Begin Selection

Conclusion: increasing the size of the training sample due to duplication of positive classes very little improves the quality of the model built taking into account class imbalance

## Model testing

In [13]:
# check the model's performance on a test sample
model = RandomForestClassifier(n_estimators=80, max_depth=12, random_state=12345, class_weight='balanced')
model.fit(features_upsampled, target_upsampled)
predicted_test=model.predict(features_test)
probabilities_test = model.predict_proba(features_test)
probabilities_one_test = probabilities_test[:, 1]
auc_roc=roc_auc_score(target_test, probabilities_one_test)
print("F1:", f1_score(target_test, predicted_test))
print("Recall:", recall_score(target_test, predicted_test))
print("AUC_ROC:",auc_roc)

F1: 0.6231386025200458
Recall: 0.6370023419203747
AUC_ROC: 0.8590202643853913


In [14]:
dummy_model = DummyClassifier(strategy='constant', constant=1)

End Selection

## Stated task 1
In the model-testing notebook excerpt, what recall score does the model achieve on the test sample?
## Stated task 2
Extend the model-testing notebook excerpt from its last line onward.
The material that comes next plays no part in the work here.

Begin Data segment

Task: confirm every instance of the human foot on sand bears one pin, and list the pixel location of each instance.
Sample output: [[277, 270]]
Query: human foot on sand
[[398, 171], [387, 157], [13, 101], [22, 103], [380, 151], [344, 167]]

End Data segment

## Final answer 1
0.6370023419203747

## Final answer 2
dummy_model.fit(features_train, target_train)
print("F1:", f1_score(dummy_model.predict(features_test), target_test))
print("Recall:", recall_score(dummy_model.predict(features_test), target_test))

F1: 0.3518747424804285
Recall: 0.2135


Conclusion: a model was obtained with an F1 value on the test sample of more than 0.62 (which is significantly higher than that for the constant model) and an AUC-ROC of 0.8599, which allows it to be used for predicting customer churn. The model correctly predicts 63.4% of customers for churn (compared to 21% of the constant model)